**Texto de lectura**
=======

El papa Francisco nunca había dado tantos detalles sobre la grave infección que obligó a extirparle el lóbulo superior del pulmón derecho cuando tenía 21 años. Ahora cuenta con franqueza esos momentos en que temió por su vida en su nuevo libro, Soñemos juntos, donde explica que esa experiencia le permite empatizar con el sufrimiento de los enfermos de coronavirus.
En un fragmento del libro –que han avanzado hoy algunos periódicos italianos– Francisco recuerda que cuando cursaba el segundo año del seminario diocesano en Buenos Aires conoció el dolor de cerca a través de su enfermedad. “Durante meses no sabía quién era, si habría muerto o vivido. Ni siquiera los médicos sabían si sobreviviría”, explica el Pontífice. Primero le extrajeron un litro y medio de agua de un pulmón, y luego continuó “luchando entre la vida y la muerte” hasta que le operaron. “Sé por experiencia cómo se sienten los enfermos de coronavirus que luchan por respirar conectados a un ventilador”, promete.
De esos momentos el Papa recuerda especialmente a una enfermera que le salvó la vida, sor Cornelia Caraglio, que ordenó que le doblasen la dosis de tratamiento que había prescrito el médico porque su experiencia le decía que estaba muriéndose. Tampoco ha olvidado a otra enfermera, Micaela, que hizo lo mismo dándole en secreto dosis de calmantes cuando sentía demasiado dolor.
De la enfermedad Francisco aprendió varias cosas. Entre ellas, que es importante evitar la consolación barata. “La gente me decía que me iba a poner bien y que nunca iba a tener que sufrir de nuevo: tonterías, palabras vacías dichas con buenas intenciones pero que nunca me llegaron al corazón”. Después de esto decidió hablar lo menos posible cuando visita a enfermos. Se limita a tomarles la mano.

=======

**Información**
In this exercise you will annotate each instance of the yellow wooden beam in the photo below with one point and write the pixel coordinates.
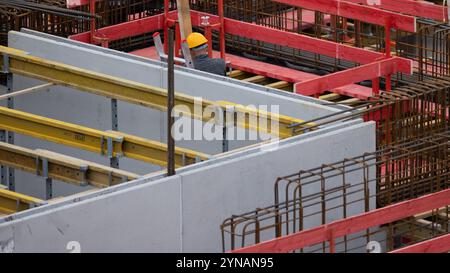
(278, 85)
(107, 143)
(12, 202)
(61, 167)
(104, 85)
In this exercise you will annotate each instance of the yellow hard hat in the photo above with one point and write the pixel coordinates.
(196, 39)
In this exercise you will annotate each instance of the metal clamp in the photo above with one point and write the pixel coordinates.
(183, 159)
(83, 170)
(5, 63)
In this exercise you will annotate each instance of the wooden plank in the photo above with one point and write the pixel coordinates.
(330, 97)
(236, 73)
(184, 18)
(355, 11)
(255, 79)
(351, 101)
(278, 85)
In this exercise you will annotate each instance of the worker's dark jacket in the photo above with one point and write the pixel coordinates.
(215, 66)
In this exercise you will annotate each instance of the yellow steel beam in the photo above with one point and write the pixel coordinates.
(278, 85)
(12, 202)
(108, 143)
(105, 85)
(61, 167)
(255, 79)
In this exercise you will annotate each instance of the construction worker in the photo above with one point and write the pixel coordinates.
(198, 44)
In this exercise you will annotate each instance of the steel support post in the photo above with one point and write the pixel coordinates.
(170, 105)
(7, 174)
(114, 160)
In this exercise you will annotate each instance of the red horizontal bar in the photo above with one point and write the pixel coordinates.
(299, 41)
(354, 75)
(355, 11)
(77, 3)
(352, 224)
(439, 244)
(248, 30)
(416, 8)
(127, 29)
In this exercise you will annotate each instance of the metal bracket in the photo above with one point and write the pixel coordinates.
(84, 169)
(183, 159)
(45, 168)
(5, 63)
(109, 147)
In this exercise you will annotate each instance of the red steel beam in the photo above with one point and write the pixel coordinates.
(299, 41)
(416, 8)
(351, 225)
(365, 72)
(439, 244)
(248, 30)
(76, 3)
(127, 29)
(355, 11)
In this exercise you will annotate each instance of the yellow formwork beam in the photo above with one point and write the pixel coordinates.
(62, 167)
(12, 202)
(107, 143)
(105, 85)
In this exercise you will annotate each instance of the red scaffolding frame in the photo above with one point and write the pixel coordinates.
(373, 64)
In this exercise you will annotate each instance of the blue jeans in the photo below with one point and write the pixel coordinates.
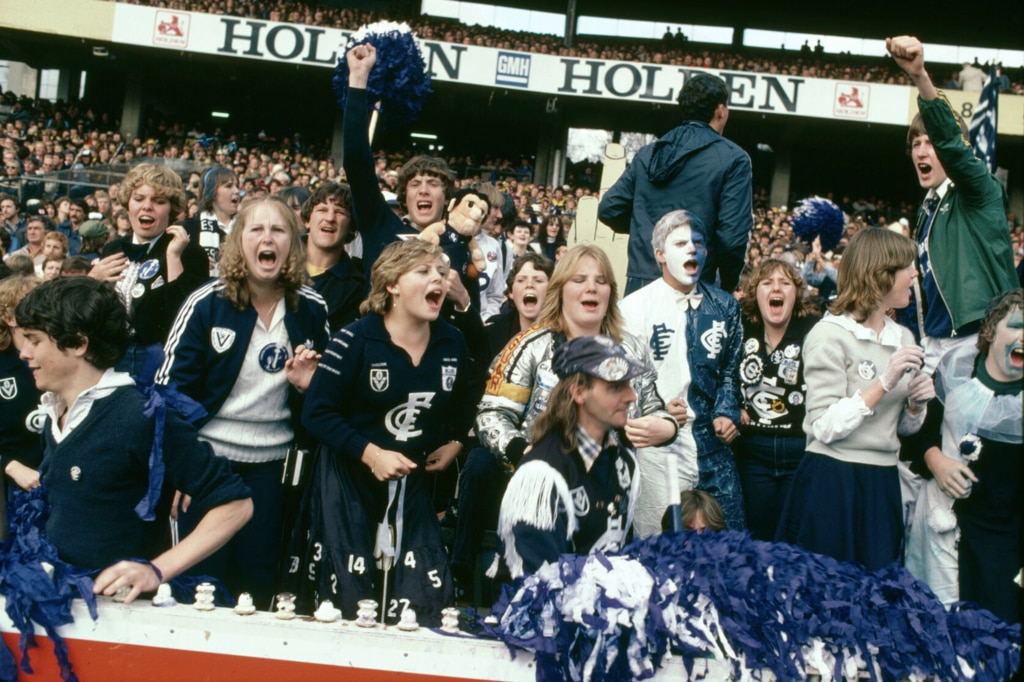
(250, 560)
(767, 465)
(481, 486)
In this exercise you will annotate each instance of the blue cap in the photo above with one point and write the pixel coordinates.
(599, 356)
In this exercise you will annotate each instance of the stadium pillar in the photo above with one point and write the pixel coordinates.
(780, 178)
(550, 165)
(69, 83)
(569, 23)
(131, 113)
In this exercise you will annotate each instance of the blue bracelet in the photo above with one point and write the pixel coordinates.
(160, 573)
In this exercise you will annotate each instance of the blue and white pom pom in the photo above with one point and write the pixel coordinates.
(970, 448)
(818, 217)
(399, 81)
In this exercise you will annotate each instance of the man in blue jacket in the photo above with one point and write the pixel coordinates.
(693, 167)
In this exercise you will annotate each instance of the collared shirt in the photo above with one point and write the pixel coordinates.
(937, 321)
(55, 407)
(849, 413)
(589, 449)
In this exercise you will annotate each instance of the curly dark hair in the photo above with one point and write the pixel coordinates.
(75, 311)
(425, 165)
(700, 96)
(749, 304)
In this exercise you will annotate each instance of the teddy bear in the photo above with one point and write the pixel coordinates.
(466, 212)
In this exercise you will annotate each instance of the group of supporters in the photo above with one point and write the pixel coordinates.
(296, 409)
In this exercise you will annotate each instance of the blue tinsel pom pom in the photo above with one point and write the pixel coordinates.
(398, 81)
(756, 605)
(818, 217)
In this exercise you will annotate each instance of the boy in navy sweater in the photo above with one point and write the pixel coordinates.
(107, 502)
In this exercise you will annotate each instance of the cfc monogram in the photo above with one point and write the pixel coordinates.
(400, 420)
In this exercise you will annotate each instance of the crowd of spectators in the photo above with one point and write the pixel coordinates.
(671, 49)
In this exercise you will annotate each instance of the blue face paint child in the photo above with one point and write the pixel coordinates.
(1005, 360)
(683, 257)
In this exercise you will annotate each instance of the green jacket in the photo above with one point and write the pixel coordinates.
(969, 245)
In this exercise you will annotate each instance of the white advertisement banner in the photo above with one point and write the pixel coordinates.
(559, 76)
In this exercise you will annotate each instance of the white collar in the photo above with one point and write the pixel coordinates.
(892, 334)
(55, 407)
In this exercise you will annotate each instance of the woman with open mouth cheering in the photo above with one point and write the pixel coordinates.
(389, 401)
(776, 317)
(245, 346)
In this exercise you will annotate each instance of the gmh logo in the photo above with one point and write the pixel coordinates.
(513, 69)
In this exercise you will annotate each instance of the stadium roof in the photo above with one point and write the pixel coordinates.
(997, 24)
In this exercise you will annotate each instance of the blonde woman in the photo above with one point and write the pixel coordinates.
(245, 347)
(864, 385)
(389, 401)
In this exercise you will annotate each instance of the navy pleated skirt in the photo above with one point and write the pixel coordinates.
(852, 512)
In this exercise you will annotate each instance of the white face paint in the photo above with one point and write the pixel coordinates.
(683, 257)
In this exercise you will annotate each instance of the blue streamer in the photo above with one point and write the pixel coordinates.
(398, 80)
(159, 397)
(818, 217)
(31, 594)
(760, 606)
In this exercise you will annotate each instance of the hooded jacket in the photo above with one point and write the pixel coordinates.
(693, 168)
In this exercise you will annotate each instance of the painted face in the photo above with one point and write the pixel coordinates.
(266, 242)
(51, 269)
(50, 367)
(328, 226)
(493, 225)
(776, 298)
(76, 214)
(528, 289)
(1006, 354)
(425, 200)
(683, 257)
(226, 198)
(930, 172)
(52, 248)
(899, 295)
(420, 291)
(698, 523)
(585, 298)
(35, 232)
(604, 405)
(148, 213)
(521, 236)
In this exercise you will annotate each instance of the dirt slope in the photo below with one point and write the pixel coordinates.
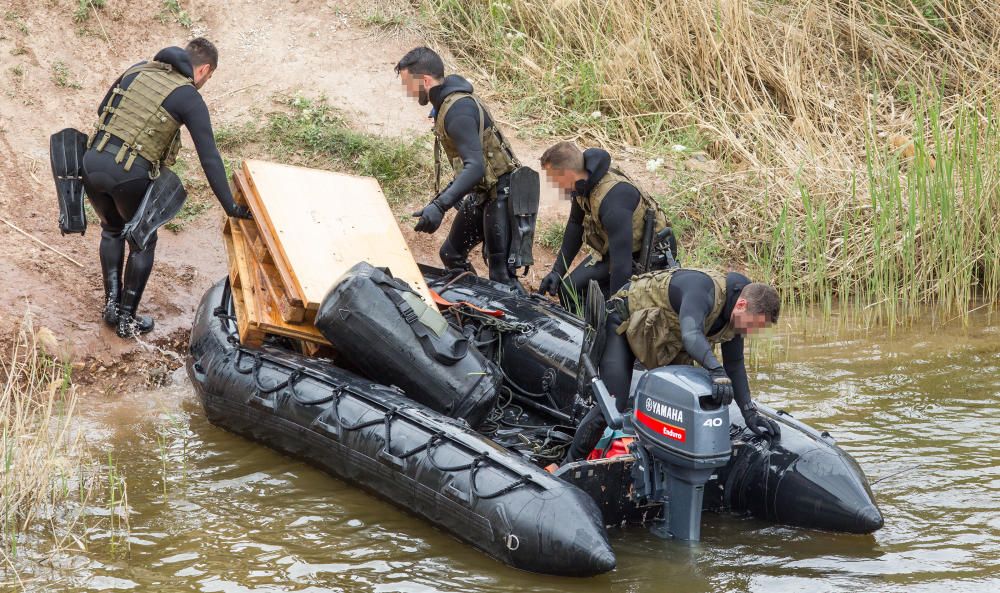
(309, 46)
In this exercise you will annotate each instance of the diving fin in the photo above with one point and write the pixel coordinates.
(522, 210)
(163, 200)
(66, 149)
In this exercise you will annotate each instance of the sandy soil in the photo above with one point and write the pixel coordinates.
(311, 46)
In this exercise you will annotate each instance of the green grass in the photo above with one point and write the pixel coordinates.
(551, 235)
(17, 19)
(84, 8)
(387, 18)
(172, 11)
(312, 133)
(61, 76)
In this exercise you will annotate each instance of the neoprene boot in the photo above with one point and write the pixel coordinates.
(112, 260)
(130, 324)
(137, 271)
(499, 272)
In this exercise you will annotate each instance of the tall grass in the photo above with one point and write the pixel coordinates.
(798, 99)
(46, 480)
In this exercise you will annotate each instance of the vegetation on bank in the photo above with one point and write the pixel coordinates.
(858, 138)
(49, 486)
(311, 133)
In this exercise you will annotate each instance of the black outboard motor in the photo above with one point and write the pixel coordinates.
(382, 328)
(682, 439)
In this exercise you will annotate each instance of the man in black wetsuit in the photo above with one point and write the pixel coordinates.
(138, 132)
(608, 214)
(482, 161)
(674, 317)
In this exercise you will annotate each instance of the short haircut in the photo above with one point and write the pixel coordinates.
(762, 299)
(564, 156)
(421, 61)
(201, 51)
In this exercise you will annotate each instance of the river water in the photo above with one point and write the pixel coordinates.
(212, 512)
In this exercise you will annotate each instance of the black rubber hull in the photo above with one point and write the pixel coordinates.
(374, 437)
(804, 480)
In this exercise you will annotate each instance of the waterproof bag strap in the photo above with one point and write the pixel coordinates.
(441, 345)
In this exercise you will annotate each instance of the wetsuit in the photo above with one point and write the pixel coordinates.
(116, 194)
(692, 295)
(479, 219)
(616, 214)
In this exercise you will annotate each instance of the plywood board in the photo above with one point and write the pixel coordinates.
(318, 224)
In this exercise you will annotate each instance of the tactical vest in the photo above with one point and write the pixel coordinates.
(594, 233)
(498, 157)
(653, 328)
(139, 120)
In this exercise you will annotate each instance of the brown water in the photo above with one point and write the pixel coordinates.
(232, 516)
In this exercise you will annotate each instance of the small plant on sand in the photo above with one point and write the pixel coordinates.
(61, 76)
(172, 11)
(85, 7)
(319, 135)
(551, 235)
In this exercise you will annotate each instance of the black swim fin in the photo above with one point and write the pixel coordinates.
(163, 200)
(66, 149)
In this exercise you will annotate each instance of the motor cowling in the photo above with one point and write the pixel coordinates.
(682, 439)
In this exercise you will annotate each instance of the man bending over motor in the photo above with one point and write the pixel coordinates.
(675, 317)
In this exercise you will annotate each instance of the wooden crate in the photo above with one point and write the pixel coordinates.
(315, 225)
(257, 308)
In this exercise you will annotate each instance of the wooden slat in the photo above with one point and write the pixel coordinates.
(261, 314)
(317, 224)
(249, 335)
(269, 279)
(266, 236)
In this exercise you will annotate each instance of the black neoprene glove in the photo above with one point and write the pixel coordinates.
(550, 284)
(761, 425)
(722, 387)
(238, 211)
(430, 218)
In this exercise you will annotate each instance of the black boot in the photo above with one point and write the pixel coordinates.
(130, 324)
(112, 260)
(499, 272)
(140, 265)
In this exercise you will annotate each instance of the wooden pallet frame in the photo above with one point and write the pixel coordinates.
(257, 308)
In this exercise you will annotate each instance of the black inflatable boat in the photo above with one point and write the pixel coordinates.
(472, 465)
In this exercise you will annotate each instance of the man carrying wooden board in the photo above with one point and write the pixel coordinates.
(123, 167)
(497, 198)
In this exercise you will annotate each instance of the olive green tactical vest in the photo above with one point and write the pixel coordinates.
(497, 155)
(594, 233)
(653, 328)
(142, 124)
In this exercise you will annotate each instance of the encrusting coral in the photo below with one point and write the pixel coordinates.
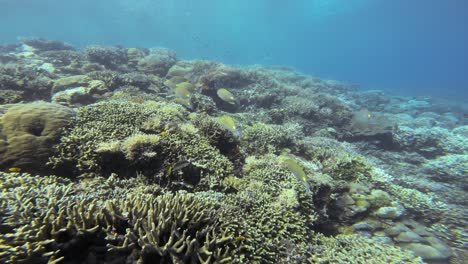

=======

**Tareas del ejercicio**
a) Traduce al inglés esta oración del texto de lectura: "De la enfermedad Francisco aprendió varias cosas."
b) Reproduce del texto de lectura el fragmento que va desde "De la enfermedad" hasta "tomarles la mano.".

**Ejercicio resuelto**
a) Francis learned several things from the illness.

b)
De la enfermedad Francisco aprendió varias cosas. Entre ellas, que es importante evitar la consolación barata. “La gente me decía que me iba a poner bien y que nunca iba a tener que sufrir de nuevo: tonterías, palabras vacías dichas con buenas intenciones pero que nunca me llegaron al corazón”. Después de esto decidió hablar lo menos posible cuando visita a enfermos. Se limita a tomarles la mano.